▶ [TEXT SECTION]:
William NELKIN, Anita Nelkin, Irving Nelkin and Ruth Nelkin, co-partners doing business as William Nelkin & Co., a co-partnership, Plaintiffs and Appellants, v. MARVIN HIME & CO., Inc., a corporation, Defendant and Respondent.
The copartnership of William Nelkin & Co., a New York wholesale diamond merchant. seeks to recover from Marvin Hime & Co., Inc., a Beverly Hills retail jeweler, the value of certain jewelry consigned by the former to the latter on various dates in 1957 and 1958 and having a value of $25,047.00. It is conceded, as stated in the findings, that: ‘On May 1, 1958, said items of jewelry were stolen in an armed robbery which occurred without the complicity, negligence, or fault of defendant.’
Plaintiffs rest their case upon the terms of the memorandum which accompanied the consignment at the time of delivery, each one being in the following terms:
“The said property is received for inspection only with the understanding that title is to remain in WM. NELKIN & CO. and that the undersigned will return the said property on or before ten days from date, and in the event said property is damaged, lost, stolen or destroyed, the undersigned will be responsible therefor, whether caused by the undersigned or by another over whom the undersigned has no control, and whether negligent or not; and in any such event, the undersigned will pay the said stated value thereof to the said WM. NELKIN & CO. on or before the expiration of the said return date. The agreed value is as described below in dollars.” The document was not signed by either party; defendant accepted same without objection or comment and retained the memorandum in its own file.
The trial court found: ‘Said memoranda were intended by plaintiffs and defendant to be receipts only, and neither plaintiffs nor defendant at any time intended or agreed that the printed provisions of any of said memoranda were to be binding on defendant.
‘There was at no time any verbal or written agreement between plaintiffs and defendant concerning any of said items of jewelry whereby defendant agreed to be liable for their loss occurring without the fault or negligence of defendant; * * *’
Judgment was rendered for defendant and plaintiffs appeal therefrom.
The context of the memorandum shows clearly that it served a dual purpose,—as a receipt and as a specification of certain obligations to be performed with respect to the jewelry covered thereby. As a receipt it was subject to being disputed by oral evidence, but its contractual terms were subject to the parol evidence rule—not subject to extrinsic explanation or variation unless ambiguous.

Stored items:

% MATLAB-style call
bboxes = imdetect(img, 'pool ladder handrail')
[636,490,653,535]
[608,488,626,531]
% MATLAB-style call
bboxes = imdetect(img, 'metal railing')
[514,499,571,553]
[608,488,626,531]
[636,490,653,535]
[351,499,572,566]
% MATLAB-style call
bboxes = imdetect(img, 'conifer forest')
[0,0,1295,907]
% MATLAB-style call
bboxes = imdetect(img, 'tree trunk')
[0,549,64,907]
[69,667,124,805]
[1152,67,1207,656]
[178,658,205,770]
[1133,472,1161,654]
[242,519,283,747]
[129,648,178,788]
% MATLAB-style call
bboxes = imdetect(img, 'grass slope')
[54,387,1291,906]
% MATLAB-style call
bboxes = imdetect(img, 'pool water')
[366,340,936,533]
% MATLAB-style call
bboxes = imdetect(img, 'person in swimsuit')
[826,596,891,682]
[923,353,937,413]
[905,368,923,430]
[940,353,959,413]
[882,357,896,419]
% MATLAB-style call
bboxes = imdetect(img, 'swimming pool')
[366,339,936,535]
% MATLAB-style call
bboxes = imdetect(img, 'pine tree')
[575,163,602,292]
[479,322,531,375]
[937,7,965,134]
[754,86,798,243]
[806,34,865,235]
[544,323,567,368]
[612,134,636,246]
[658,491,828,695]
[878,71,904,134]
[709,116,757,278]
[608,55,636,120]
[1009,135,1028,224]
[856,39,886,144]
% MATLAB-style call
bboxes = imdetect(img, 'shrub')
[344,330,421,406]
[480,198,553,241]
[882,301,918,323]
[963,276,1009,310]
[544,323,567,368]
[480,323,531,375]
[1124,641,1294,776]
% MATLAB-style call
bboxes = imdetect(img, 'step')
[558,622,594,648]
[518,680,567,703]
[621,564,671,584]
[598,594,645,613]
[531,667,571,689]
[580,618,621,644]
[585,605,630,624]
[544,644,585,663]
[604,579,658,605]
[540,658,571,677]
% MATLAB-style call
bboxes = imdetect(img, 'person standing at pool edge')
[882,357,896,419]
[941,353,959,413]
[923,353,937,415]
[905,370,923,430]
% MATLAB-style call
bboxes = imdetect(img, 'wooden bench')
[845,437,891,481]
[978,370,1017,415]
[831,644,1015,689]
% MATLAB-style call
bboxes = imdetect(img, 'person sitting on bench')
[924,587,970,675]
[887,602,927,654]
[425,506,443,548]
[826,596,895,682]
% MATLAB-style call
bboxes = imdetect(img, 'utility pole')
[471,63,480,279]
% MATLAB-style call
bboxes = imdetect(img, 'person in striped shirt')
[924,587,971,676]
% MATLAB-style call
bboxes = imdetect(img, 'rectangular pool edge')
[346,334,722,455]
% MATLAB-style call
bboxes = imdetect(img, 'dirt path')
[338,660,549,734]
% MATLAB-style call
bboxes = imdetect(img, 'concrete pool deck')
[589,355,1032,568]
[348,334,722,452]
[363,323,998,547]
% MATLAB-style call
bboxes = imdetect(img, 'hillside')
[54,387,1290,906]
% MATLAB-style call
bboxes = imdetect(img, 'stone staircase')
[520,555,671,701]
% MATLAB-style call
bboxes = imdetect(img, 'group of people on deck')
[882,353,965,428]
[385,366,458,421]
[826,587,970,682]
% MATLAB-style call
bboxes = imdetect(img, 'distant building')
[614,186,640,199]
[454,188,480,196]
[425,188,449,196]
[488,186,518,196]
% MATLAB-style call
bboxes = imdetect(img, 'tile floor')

▶ [REQUIRED TASK 1]:
List the co-partners named as plaintiffs in the opinion about the consigned jewelry.
▶ [REQUIRED TASK 2]:
Tally the lines of the listing that contain the string "edge", with case counting, and give only the number.

▶ [RESULT 1]:
William Nelkin, Anita Nelkin, Irving Nelkin, Ruth Nelkin

▶ [RESULT 2]:
2